TO BE DONE ::
1. In two sentences, summarize the matplotlib ellipse post.
2. Resume the matplotlib ellipse post after its final line.

READING PASSAGE ::

When I plot the following code with 3 subplots using matplotlib,
import numpy as np
import matplotlib.pyplot as plt
# ======================================
# Base ellipse parameters
# ======================================
a = 4 # semi-major axis
b = 1.2 # semi-minor axis
d = 0.65 # offset distance for parallel ellipse
# Generate parametric plot values
theta = np.linspace(0, 2 * np.pi, 400)
# Base ellipse (center at origin)
x = a * np.cos(theta)
y = b * np.sin(theta)
# ======================================
# 3. Confocal ellipses (same foci, derivatives)
# ======================================
# For base ellipse: c^2 = a^2 - b^2 (focus distance)
c = np.sqrt(a**2 - b**2)
# For confocal ellipse(smaller) : c stays constant, choose a2 < a
a_small = 4.2
b_small = np.sqrt(a_small**2 - c**2)
x_small_conf = a_small * np.cos(theta)
y_small_conf = b_small * np.sin(theta)
# For confocal ellipse(bigger) : c stays constant, choose new a2 > a
a_big = 4.6
b_big = np.sqrt(a_big**2 - c**2)
x_big_conf = a_big * np.cos(theta)
y_big_conf = b_big * np.sin(theta)
# ======================================
# Plotting
# ======================================
fig, axs = plt.subplots(1,3,figsize=(18, 7),constrained_layout=True) # plt.figure(figsize=(5.0, 7.0))

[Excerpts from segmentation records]
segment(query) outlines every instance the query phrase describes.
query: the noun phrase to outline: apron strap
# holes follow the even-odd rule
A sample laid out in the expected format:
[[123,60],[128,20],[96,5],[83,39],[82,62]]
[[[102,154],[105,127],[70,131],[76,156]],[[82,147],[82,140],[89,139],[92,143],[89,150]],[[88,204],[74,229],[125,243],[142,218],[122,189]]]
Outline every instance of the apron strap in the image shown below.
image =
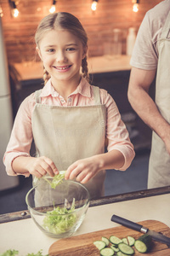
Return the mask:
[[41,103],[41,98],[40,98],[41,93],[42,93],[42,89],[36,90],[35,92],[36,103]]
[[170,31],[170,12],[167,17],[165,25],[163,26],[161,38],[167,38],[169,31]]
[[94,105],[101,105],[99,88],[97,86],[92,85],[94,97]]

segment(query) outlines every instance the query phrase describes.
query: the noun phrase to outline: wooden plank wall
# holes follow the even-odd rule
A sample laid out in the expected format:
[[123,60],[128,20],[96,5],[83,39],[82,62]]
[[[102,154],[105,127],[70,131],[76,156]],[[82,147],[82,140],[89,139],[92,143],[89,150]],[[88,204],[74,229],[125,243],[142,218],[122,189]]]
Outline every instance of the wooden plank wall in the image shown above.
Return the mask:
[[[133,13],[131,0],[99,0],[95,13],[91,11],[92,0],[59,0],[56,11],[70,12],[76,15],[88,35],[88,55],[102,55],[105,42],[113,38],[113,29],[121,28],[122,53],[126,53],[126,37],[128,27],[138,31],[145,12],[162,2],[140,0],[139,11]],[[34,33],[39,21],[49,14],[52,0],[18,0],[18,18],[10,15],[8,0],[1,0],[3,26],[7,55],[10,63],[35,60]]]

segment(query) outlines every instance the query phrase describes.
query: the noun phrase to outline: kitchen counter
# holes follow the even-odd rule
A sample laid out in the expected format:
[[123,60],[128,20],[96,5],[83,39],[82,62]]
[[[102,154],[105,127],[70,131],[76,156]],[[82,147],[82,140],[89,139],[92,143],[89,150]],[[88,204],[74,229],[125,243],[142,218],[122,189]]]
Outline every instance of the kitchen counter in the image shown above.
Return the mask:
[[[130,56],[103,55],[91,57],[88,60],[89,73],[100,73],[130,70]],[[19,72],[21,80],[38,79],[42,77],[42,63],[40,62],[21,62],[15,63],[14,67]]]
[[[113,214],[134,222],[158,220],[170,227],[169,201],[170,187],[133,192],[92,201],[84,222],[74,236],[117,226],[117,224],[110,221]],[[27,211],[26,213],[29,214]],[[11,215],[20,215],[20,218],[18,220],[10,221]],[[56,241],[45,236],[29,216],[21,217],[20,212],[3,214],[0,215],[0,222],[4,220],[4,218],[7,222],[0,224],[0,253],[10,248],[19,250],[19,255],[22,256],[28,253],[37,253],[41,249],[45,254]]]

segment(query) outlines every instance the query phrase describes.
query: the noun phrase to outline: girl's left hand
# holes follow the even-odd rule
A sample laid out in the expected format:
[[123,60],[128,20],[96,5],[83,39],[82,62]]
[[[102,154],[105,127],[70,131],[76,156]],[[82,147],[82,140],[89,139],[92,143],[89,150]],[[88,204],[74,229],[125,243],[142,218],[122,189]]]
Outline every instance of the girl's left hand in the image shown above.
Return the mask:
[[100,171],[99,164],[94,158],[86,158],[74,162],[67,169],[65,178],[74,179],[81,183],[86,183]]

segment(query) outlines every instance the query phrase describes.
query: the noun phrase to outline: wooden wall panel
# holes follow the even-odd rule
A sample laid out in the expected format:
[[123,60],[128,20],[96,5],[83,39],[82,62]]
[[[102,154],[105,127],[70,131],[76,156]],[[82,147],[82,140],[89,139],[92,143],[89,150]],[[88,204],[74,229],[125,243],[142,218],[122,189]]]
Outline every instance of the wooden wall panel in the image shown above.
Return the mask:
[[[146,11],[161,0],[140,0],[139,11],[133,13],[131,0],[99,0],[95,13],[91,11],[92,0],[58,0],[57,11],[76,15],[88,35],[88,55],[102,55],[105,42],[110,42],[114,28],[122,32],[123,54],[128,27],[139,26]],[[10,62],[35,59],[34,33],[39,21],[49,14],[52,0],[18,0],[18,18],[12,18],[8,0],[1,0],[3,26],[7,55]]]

...

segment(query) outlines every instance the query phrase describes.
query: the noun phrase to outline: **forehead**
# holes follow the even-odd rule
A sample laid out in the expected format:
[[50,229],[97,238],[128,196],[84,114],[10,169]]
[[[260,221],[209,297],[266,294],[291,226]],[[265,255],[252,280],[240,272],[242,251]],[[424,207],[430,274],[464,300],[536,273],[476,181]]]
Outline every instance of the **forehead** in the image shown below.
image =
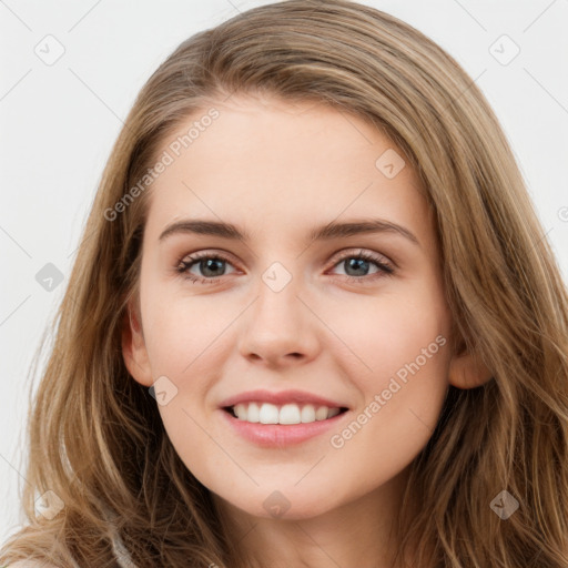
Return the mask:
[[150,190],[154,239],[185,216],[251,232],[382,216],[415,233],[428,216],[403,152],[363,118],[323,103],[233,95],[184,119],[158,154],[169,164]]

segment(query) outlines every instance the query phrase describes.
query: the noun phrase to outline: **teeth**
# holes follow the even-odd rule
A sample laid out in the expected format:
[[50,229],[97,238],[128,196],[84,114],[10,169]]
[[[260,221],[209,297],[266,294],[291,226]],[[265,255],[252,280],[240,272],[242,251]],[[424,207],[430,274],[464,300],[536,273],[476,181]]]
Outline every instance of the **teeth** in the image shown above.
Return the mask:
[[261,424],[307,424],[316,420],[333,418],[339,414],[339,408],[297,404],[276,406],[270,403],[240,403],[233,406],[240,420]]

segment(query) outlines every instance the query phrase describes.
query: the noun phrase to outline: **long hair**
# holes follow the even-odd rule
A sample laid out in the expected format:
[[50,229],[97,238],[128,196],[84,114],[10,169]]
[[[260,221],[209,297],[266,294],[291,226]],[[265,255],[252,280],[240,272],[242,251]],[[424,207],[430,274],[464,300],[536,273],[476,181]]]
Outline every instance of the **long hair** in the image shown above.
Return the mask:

TASK ANSWERS ::
1. The post presents code for a matplotlib figure with three subplots. It sets a base ellipse with semi-major axis 4, semi-minor axis 1.2 and a parallel-ellipse offset of 0.65, traces that ellipse over 400 angle values, computes its focus distance, derives two confocal ellipses with semi-major axes 4.2 and 4.6, and creates a one-row, three-column figure sized 18 by 7 with constrained layout.

2.
# c) Confocal ellipse
axs[2].plot(x, y, 'b', label='Base')
axs[2].plot(x_small_conf, y_small_conf, 'g--', label='Smaller Confocal')
axs[2].plot(x_big_conf, y_big_conf, 'r--', label='Bigger Confocal') # color='red', linestyle='--'
axs[2].set_title('Confocal Ellipses', pad=-15)
##-------------------------Ticks---------------------------------------------------------------------
xticks = np.arange(-a, a+1, a/2)
yticks = np.arange(-3*b, 3*b+1, b/2)
axs[2].set_xticks(xticks)
axs[2].set_yticks(yticks)
axs[2].minorticks_on()
#axs[2].grid(which='major', linestyle=':', linewidth='0.5', color='gray')
#axs[2].grid(which='minor', linestyle=':', linewidth='0.5', color='gray')
##-------------------------Grid arrows and labels---------------------------------------------------------------------
axs[2].set_xlabel("X", labelpad=15, loc='center')
axs[2].set_ylabel('Y', labelpad=14, rotation=0, va='center', ha='right')
axs[2].legend(loc='upper right', fontsize=8)
axs[2].axis('equal');
axs[2].grid(True)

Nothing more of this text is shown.